▸ **Stated goal**
Set the listing down unchanged, minus every embedded image.

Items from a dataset
• • •

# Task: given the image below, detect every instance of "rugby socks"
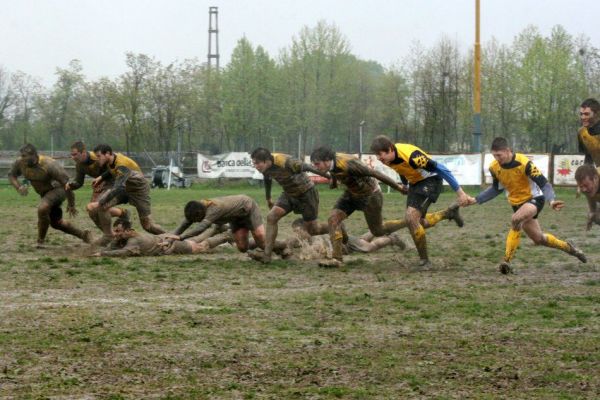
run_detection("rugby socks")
[383,219,408,235]
[504,229,521,262]
[329,226,344,261]
[544,233,571,254]
[139,214,167,235]
[264,222,278,261]
[425,210,448,228]
[410,224,429,260]
[38,211,50,243]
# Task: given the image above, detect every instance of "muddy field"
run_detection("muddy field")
[0,185,600,399]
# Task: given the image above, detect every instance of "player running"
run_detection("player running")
[65,141,129,237]
[310,147,405,267]
[87,144,165,245]
[8,144,92,247]
[371,135,468,269]
[469,137,587,274]
[250,147,330,263]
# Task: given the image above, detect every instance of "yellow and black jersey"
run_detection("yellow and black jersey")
[102,153,149,192]
[70,151,106,190]
[330,153,380,197]
[8,155,69,196]
[388,143,436,185]
[263,153,314,196]
[577,122,600,166]
[490,153,548,206]
[108,153,142,177]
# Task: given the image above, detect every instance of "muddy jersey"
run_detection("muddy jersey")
[388,143,437,185]
[263,153,314,196]
[330,153,380,197]
[490,153,548,206]
[174,194,262,239]
[70,151,106,190]
[577,122,600,166]
[8,155,69,196]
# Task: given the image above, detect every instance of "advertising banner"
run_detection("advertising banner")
[552,154,585,186]
[482,153,550,184]
[198,152,262,179]
[431,154,482,185]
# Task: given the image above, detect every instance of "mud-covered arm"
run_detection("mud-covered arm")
[69,165,85,190]
[112,165,131,187]
[263,175,273,201]
[100,243,140,257]
[577,135,594,164]
[179,218,212,240]
[586,196,598,213]
[525,161,555,203]
[300,163,331,179]
[48,163,75,208]
[348,160,404,192]
[173,219,192,236]
[7,160,22,191]
[475,170,504,204]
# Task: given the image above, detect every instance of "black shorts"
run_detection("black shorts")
[406,175,442,215]
[229,200,263,233]
[98,186,151,218]
[333,190,383,229]
[275,186,319,222]
[42,187,67,222]
[512,196,546,219]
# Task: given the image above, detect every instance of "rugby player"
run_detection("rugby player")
[371,135,468,269]
[8,144,92,247]
[250,147,330,263]
[469,137,587,274]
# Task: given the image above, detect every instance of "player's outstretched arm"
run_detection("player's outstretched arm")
[370,169,408,194]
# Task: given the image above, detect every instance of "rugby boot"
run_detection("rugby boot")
[567,240,587,263]
[117,208,131,222]
[92,235,113,247]
[446,204,465,228]
[388,233,406,250]
[319,258,344,268]
[81,229,94,243]
[498,261,515,275]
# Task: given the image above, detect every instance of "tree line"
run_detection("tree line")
[0,21,600,154]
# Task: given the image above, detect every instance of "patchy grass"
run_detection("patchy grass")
[0,186,600,399]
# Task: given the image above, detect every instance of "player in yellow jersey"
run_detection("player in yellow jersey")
[371,135,468,269]
[250,147,330,262]
[65,141,129,236]
[87,144,165,244]
[8,144,92,247]
[469,137,587,274]
[577,98,600,166]
[310,147,405,266]
[575,164,600,231]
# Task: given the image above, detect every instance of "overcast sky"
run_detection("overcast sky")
[0,0,600,85]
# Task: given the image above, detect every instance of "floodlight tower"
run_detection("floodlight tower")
[208,7,219,71]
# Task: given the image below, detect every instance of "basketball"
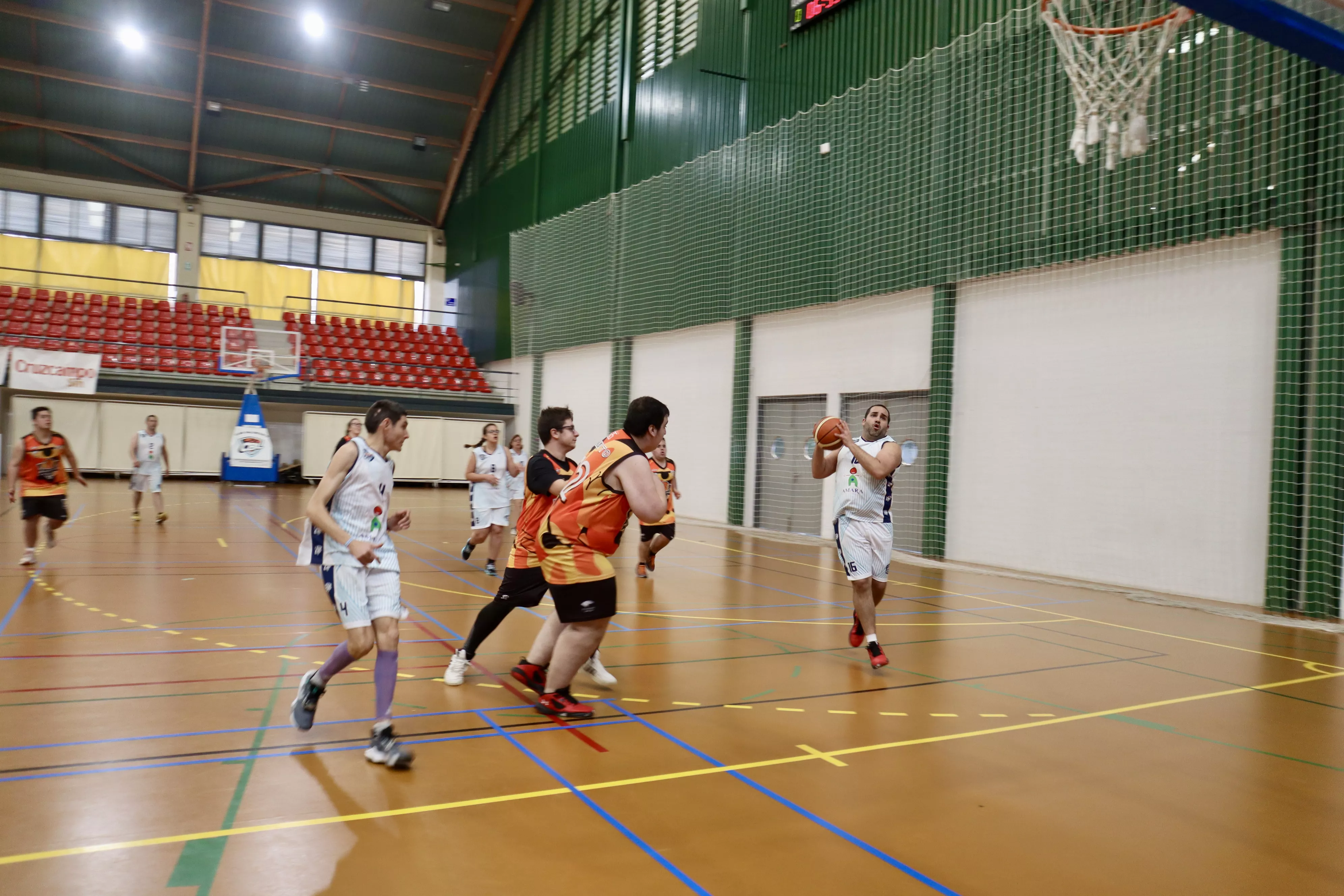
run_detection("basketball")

• • •

▸ **Result for this exercise**
# Task: given the image below, detect every instance of "rugby socks"
run_detection("rugby socks")
[383,219,408,235]
[504,229,521,262]
[329,226,344,261]
[544,233,571,254]
[139,214,167,235]
[264,222,278,261]
[425,210,448,228]
[410,224,429,260]
[38,211,50,243]
# Task: given the image above, detect every instance of "muddy field"
run_detection("muddy field")
[0,185,600,399]
# Task: given the image above, detect every instance of "player running"
run_detection("player running")
[65,141,129,237]
[310,147,405,267]
[87,144,165,245]
[8,144,92,247]
[371,135,468,269]
[469,137,587,274]
[250,147,330,263]
# Task: given the image above, detect every instance of "yellow and black jersey"
run_detection("yellow and black jersey")
[102,153,149,192]
[70,151,106,190]
[330,153,380,197]
[8,155,69,196]
[388,143,436,185]
[263,153,314,196]
[577,122,600,166]
[490,153,548,206]
[108,153,142,177]
# Task: given the image above, detect every instance of "muddy jersey"
run_detection("muddy jersey")
[388,143,437,185]
[263,153,314,196]
[330,153,380,197]
[490,153,548,206]
[174,194,262,239]
[70,151,106,190]
[577,122,600,166]
[8,155,69,196]
# Task: given the image above, detect every instance of "advertising banner"
run_detection("advertising banner")
[552,154,585,186]
[482,153,550,184]
[198,152,262,179]
[431,154,482,185]
# Task: given the image above, detect every instance of "mud-covered arm"
run_detection("mud-covered arm")
[69,165,85,190]
[112,165,131,187]
[263,175,273,201]
[100,243,140,257]
[577,135,594,164]
[179,218,212,240]
[586,196,598,213]
[525,161,555,203]
[300,163,331,179]
[48,163,75,208]
[348,160,404,192]
[173,219,192,236]
[7,160,22,191]
[475,170,504,204]
# Task: given the image above, detect every instance of "black shorts"
run_detection("black shorts")
[406,175,442,215]
[229,200,263,233]
[98,186,151,218]
[333,190,383,229]
[275,186,319,222]
[42,187,67,222]
[512,196,546,219]
# Task: given the image above, detect every instance of "rugby player"
run_detection("rugby player")
[371,135,468,269]
[8,144,92,247]
[250,147,330,263]
[469,137,587,274]
# Task: given the image above, detect every instance of "player's outstretched arm"
run_detection("player's outstretched arm")
[370,169,408,194]
# Task: given the image above, detect every instance of "rugby boot"
run_detection("rugby boot")
[567,240,587,263]
[117,208,131,222]
[92,235,113,247]
[446,204,465,228]
[388,233,406,250]
[319,258,344,268]
[81,229,94,243]
[498,261,515,275]
# Task: given the image above, detect every instance of "tree line"
run_detection("tree line")
[0,21,600,154]
# Task: given the image above, detect every instance of "patchy grass"
run_detection("patchy grass")
[0,186,600,399]
# Task: given the image above, detect every instance of "player in yellow jersey"
run_detection("player in yellow jersey")
[371,135,468,269]
[250,147,330,262]
[65,141,129,236]
[87,144,165,244]
[8,144,92,247]
[469,137,587,274]
[577,98,600,166]
[310,147,405,266]
[575,164,600,231]
# Task: given the image above, detect every instance of "overcast sky"
run_detection("overcast sky")
[0,0,600,85]
# Task: given the image above, detect every instance of "floodlight tower"
run_detection("floodlight tower")
[208,7,219,71]
# Task: given the image below, detect every instance of "basketball"
run_detection("basketball")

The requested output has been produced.